The Agricultural Revolution in Prehistoryaddresses one of the most debated and least understood revolutions in the history of our species, the change from hunting and gathering to farming. Graeme Barker takes a global view, and integrates a massive array of information from archaeology and many other disciplines, including anthropology, botany, climatology, genetics, linguistics, and zoology. Against current orthodoxy, Barker develops a strong case for the development of agricultural systems in many areas as transformations in the life-ways of the indigenous forager societies, and argues that these were as much changes in social norms and ideologies as in ways of obtaining food. With a large number of helpful line drawings and photographs as well as a comprehensive bibliography, this authoritative study will appeal to a wide general readership as well as to specialists in a variety of fields.

• _Data segment_:

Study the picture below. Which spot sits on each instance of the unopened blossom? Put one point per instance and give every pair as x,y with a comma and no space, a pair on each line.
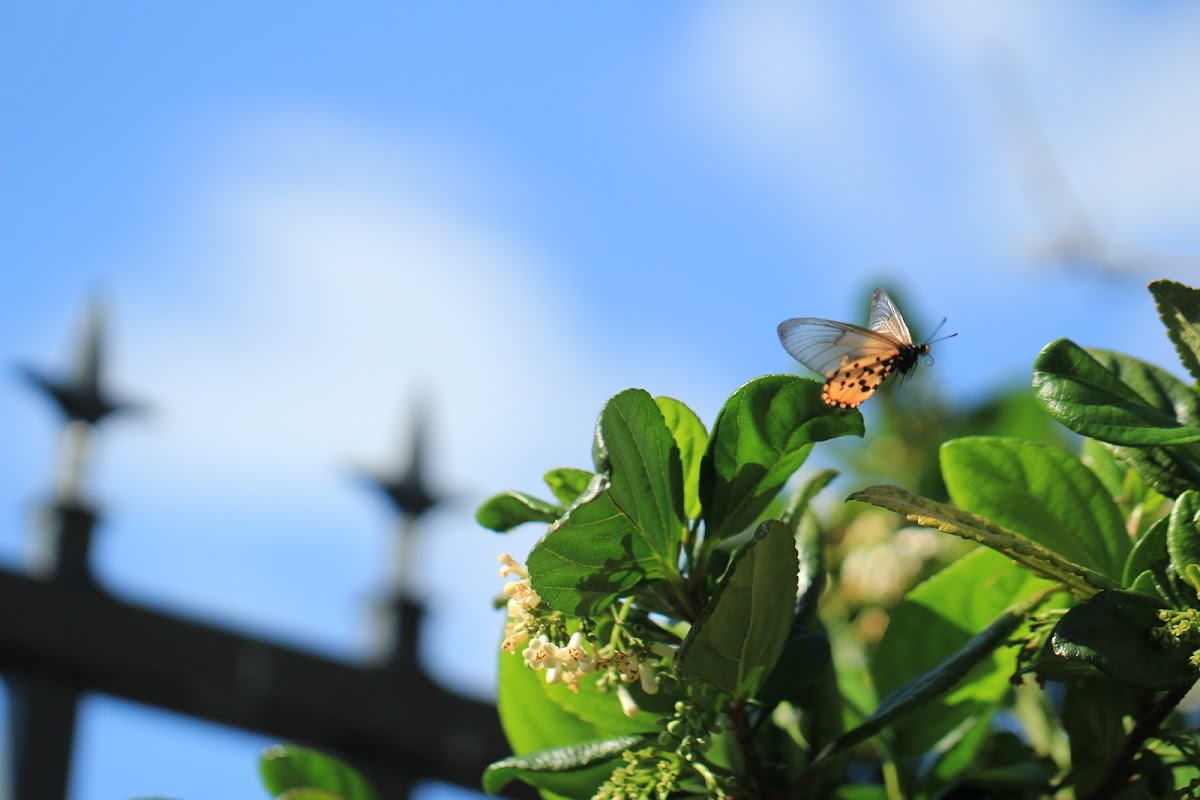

• _Questions on the material_:
A. In the book description above, which disciplines besides archaeology does Graeme Barker draw on?
B. Continue the book description from its final sentence.

• _Responses_:
A. Anthropology, botany, climatology, genetics, linguistics, and zoology.

B.
1. Approaches to the origins of agriculture 2. Understanding foragers 3. Identifying foragers and farmers 4. The `hearth of domestication'? Transitions to farming in South-West Asia 5. Central and South Asia: the wheat/rice frontier 6. Rice and forest farming in East and South-East Asia 7. Weed, tuber, and maize farming in the Americas 8. Africa: Afro-Asiatic pastoralists and Bantu farmers? 9. Transitions to farming in Europe: ex oriente lux? 10. The agricultural revolution in prehistory: why did foragers become farmers?
Graeme Barker is Disney Professor of Archaeology, and Director of the McDonald Institute for Archaeological Research, University of Cambridge.